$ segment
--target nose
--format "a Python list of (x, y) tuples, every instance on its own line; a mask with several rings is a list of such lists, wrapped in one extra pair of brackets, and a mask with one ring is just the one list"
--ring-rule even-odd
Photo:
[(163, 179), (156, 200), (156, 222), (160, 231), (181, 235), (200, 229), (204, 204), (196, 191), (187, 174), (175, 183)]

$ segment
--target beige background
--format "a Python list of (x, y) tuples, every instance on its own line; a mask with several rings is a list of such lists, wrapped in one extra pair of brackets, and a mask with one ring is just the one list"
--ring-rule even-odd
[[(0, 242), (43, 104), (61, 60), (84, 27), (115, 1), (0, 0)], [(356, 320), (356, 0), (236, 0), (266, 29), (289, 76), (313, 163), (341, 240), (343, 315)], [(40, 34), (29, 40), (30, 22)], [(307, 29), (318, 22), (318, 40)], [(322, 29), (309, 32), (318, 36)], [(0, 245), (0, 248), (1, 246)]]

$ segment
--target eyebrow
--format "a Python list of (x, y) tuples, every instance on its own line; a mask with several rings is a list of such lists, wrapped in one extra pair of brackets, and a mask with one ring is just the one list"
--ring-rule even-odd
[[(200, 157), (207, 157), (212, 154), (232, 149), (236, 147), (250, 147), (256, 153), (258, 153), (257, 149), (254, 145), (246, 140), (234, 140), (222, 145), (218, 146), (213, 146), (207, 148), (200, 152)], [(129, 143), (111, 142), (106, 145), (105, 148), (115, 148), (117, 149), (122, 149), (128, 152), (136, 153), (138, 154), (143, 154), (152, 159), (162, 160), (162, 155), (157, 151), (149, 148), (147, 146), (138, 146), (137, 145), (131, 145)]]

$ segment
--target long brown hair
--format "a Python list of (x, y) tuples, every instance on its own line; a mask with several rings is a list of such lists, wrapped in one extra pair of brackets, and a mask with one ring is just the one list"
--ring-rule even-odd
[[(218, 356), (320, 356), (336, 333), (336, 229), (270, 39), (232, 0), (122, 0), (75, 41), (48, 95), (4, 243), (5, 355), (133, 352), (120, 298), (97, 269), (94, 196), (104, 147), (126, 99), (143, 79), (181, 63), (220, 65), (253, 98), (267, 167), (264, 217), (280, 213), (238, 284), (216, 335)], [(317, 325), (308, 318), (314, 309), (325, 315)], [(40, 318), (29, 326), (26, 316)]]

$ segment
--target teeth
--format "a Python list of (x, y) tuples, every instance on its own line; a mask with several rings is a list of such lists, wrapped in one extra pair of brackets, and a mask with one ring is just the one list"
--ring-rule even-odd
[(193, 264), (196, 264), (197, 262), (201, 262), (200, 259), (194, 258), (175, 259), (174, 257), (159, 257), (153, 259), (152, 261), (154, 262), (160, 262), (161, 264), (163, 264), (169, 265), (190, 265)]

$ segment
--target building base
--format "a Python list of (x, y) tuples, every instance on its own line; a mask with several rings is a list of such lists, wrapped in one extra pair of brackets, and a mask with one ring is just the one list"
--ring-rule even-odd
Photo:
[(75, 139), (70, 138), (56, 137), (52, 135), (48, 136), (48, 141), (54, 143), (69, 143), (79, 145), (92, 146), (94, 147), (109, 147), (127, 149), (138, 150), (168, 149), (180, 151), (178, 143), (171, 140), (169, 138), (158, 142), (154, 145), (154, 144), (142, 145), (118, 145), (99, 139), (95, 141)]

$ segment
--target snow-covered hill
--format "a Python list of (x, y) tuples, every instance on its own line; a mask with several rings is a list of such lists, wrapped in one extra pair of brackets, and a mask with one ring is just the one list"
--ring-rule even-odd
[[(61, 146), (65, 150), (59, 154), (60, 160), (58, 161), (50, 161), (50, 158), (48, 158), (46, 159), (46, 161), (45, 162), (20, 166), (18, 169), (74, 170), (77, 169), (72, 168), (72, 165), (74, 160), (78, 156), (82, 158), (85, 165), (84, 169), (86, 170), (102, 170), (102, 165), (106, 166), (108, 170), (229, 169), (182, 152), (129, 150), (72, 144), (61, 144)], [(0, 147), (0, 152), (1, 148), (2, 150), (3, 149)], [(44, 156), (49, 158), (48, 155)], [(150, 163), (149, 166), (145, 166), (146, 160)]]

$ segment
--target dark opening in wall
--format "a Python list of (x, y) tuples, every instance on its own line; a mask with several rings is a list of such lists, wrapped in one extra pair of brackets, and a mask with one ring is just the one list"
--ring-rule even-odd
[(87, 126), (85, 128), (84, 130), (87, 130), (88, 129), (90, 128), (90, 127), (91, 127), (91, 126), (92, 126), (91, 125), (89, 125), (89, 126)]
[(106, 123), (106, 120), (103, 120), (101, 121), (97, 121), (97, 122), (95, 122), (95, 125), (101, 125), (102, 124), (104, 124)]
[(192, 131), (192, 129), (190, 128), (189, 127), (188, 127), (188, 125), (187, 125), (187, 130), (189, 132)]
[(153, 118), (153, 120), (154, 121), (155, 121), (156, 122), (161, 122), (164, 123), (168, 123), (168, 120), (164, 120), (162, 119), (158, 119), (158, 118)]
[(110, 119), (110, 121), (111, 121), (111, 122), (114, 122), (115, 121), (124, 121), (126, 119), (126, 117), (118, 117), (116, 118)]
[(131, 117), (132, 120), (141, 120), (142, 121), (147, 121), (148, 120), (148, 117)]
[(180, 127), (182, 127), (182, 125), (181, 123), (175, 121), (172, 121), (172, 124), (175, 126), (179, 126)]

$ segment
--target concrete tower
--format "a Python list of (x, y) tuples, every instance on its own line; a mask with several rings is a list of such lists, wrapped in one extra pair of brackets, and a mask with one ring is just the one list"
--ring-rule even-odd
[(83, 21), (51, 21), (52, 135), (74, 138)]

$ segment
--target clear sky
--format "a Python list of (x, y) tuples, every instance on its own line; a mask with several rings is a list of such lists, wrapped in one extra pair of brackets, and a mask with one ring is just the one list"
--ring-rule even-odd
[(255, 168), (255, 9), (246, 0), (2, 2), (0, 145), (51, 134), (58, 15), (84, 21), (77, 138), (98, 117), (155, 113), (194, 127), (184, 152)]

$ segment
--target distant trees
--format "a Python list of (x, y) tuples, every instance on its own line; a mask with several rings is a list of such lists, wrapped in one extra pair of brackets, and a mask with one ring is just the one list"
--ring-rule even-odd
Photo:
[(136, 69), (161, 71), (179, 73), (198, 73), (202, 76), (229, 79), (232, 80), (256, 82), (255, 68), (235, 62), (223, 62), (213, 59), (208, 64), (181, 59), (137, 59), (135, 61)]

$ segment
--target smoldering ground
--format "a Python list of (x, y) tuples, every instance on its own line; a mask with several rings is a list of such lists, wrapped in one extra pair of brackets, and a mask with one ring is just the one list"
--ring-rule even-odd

========================================================================

### Direction
Update the data above by changing every "even-odd" to "nonzero" and keep everything else the same.

### Task answer
$ segment
--target nose
--format "a Python list of (x, y) tuples, every instance on its own line; a mask with several rings is a list of such lists, wrapped in one extra pair of brackets, and a mask with one ring is just the one list"
--ring-rule nonzero
Photo:
[(163, 179), (156, 200), (156, 222), (160, 231), (181, 235), (200, 229), (204, 204), (196, 191), (187, 174), (175, 183)]

$ segment
--target beige background
--format "a Python list of (x, y) tuples, every instance on its own line; a mask with several rings is a list of such lists, wrapped in one extra pair of brackets, and a mask with one ring is just the one list"
--ring-rule nonzero
[[(0, 242), (43, 104), (61, 60), (84, 27), (115, 1), (0, 0)], [(356, 320), (356, 0), (236, 0), (266, 29), (289, 76), (313, 163), (341, 240), (343, 315)], [(40, 34), (29, 40), (30, 22)], [(307, 29), (318, 22), (318, 40)], [(322, 29), (309, 32), (318, 36)], [(0, 245), (0, 248), (1, 246)]]

$ segment
--target eyebrow
--format "a Python list of (x, y) tuples, every instance on its own line; a mask with several rings is a list of such lists, wrapped in one extra pair of brackets, and a mask with one ring is just the one list"
--ring-rule nonzero
[[(200, 157), (207, 157), (212, 154), (232, 149), (236, 147), (250, 147), (256, 153), (258, 153), (257, 149), (254, 145), (246, 140), (234, 140), (222, 145), (218, 146), (213, 146), (207, 148), (200, 152)], [(129, 143), (111, 142), (106, 145), (105, 148), (115, 148), (117, 149), (122, 149), (128, 152), (136, 153), (138, 154), (143, 154), (152, 159), (162, 160), (162, 155), (157, 151), (149, 148), (147, 146), (138, 146), (137, 145), (131, 145)]]

$ segment
--target long brown hair
--format "a Python list of (x, y) tuples, every instance on its own line; a mask with several rings is a list of such lists, wrapped in one extra pair of brackets, and a mask with one ring is just the one list"
--ring-rule nonzero
[[(218, 356), (320, 356), (336, 333), (336, 229), (270, 39), (232, 0), (122, 0), (75, 41), (48, 95), (4, 243), (5, 355), (133, 352), (120, 298), (97, 269), (94, 196), (104, 147), (126, 99), (143, 79), (181, 63), (220, 65), (253, 98), (267, 167), (264, 217), (280, 213), (238, 284), (216, 335)], [(317, 325), (308, 318), (314, 309), (325, 315)], [(40, 318), (29, 326), (26, 316)]]

$ segment
--target teeth
--format "a Python list of (x, y) tuples, every instance on its own line; a mask with several rings is a list of such lists, wrapped in one extra pair of brackets, and a mask with one ring is just the one list"
--ring-rule nonzero
[(193, 264), (196, 264), (197, 262), (201, 262), (200, 259), (194, 258), (175, 259), (174, 257), (159, 257), (153, 259), (152, 261), (154, 262), (160, 262), (161, 264), (163, 264), (169, 265), (190, 265)]

$ segment
--target building base
--format "a Python list of (x, y) tuples, every instance on its own line; a mask with several rings is a list of such lists, wrapped in one extra pair of brackets, and a mask with one ring is just the one list"
--ring-rule nonzero
Photo:
[(75, 139), (70, 138), (56, 137), (52, 135), (48, 136), (48, 141), (54, 143), (69, 143), (79, 145), (92, 146), (94, 147), (109, 147), (127, 149), (138, 150), (168, 149), (180, 151), (178, 143), (171, 140), (169, 138), (158, 142), (154, 145), (154, 144), (142, 145), (118, 145), (99, 139), (95, 141)]

$ segment
--target snow-covered hill
--format "a Python list of (x, y) tuples, every instance on its own line; a mask with several rings is a list of such lists, wrapped in one extra pair of brackets, and a mask with one ring is just the one list"
--ring-rule nonzero
[[(61, 146), (65, 150), (59, 154), (60, 160), (58, 161), (50, 161), (50, 158), (48, 158), (46, 159), (46, 161), (45, 162), (20, 166), (18, 169), (74, 170), (77, 169), (72, 168), (72, 165), (74, 160), (78, 156), (82, 158), (85, 165), (84, 169), (86, 170), (102, 170), (102, 165), (106, 166), (108, 170), (229, 169), (182, 152), (129, 150), (72, 144), (61, 144)], [(0, 147), (0, 152), (1, 148), (2, 150), (3, 149)], [(44, 156), (49, 158), (48, 155)], [(150, 163), (149, 166), (145, 166), (146, 160)]]

$ segment
--target dark opening in wall
--format "a Python list of (x, y) tuples, every instance on its own line; a mask with several rings is a list of such lists, wrapped in one extra pair of brackets, and a mask with one ring is just the one list"
--ring-rule nonzero
[(87, 126), (85, 128), (84, 130), (87, 130), (88, 129), (90, 128), (90, 127), (91, 127), (91, 126), (92, 126), (91, 125), (89, 125), (89, 126)]
[(106, 123), (106, 120), (103, 120), (101, 121), (97, 121), (97, 122), (95, 122), (95, 125), (101, 125), (102, 124), (104, 124)]
[(192, 131), (192, 129), (190, 128), (189, 127), (188, 127), (188, 125), (187, 125), (187, 130), (189, 132)]
[(153, 118), (153, 120), (154, 121), (155, 121), (156, 122), (161, 122), (164, 123), (168, 123), (168, 120), (164, 120), (162, 119), (158, 119), (158, 118)]
[(110, 119), (110, 121), (111, 121), (111, 122), (114, 122), (115, 121), (124, 121), (126, 119), (126, 117), (118, 117), (116, 118)]
[(131, 117), (132, 120), (141, 120), (142, 121), (147, 121), (148, 120), (148, 117)]
[(180, 127), (182, 127), (182, 125), (181, 123), (175, 121), (172, 121), (172, 124), (175, 126), (179, 126)]

$ segment
--target concrete tower
--format "a Python list of (x, y) tuples, every instance on its own line; a mask with several rings is a list of such lists, wrapped in one extra pair of brackets, and a mask with one ring is just the one list"
--ring-rule nonzero
[(83, 21), (51, 21), (52, 135), (74, 138)]

$ segment
--target clear sky
--format "a Python list of (x, y) tuples, every instance on its own line; a mask with several rings is a list of such lists, wrapped in one extra pair of brackets, and a mask with one ring is just the one list"
--ring-rule nonzero
[(255, 168), (255, 9), (246, 0), (2, 2), (0, 145), (51, 134), (58, 15), (84, 21), (77, 138), (98, 117), (155, 113), (194, 127), (184, 152)]

$ segment
--target distant trees
--format "a Python list of (x, y) tuples, every instance on its own line; a mask with several rings is a list of such lists, wrapped in one extra pair of brackets, and a mask with one ring is just the one list"
--ring-rule nonzero
Photo:
[(136, 69), (161, 71), (179, 73), (198, 73), (202, 76), (229, 79), (232, 80), (256, 82), (255, 68), (235, 62), (223, 62), (213, 59), (208, 64), (181, 59), (137, 59), (135, 61)]

$ segment
--target smoldering ground
--format "a Python list of (x, y) tuples, every instance on its own line; a mask with several rings is a list of such lists, wrapped in one extra pair of brackets, and a mask with one ring is just the one list"
--ring-rule nonzero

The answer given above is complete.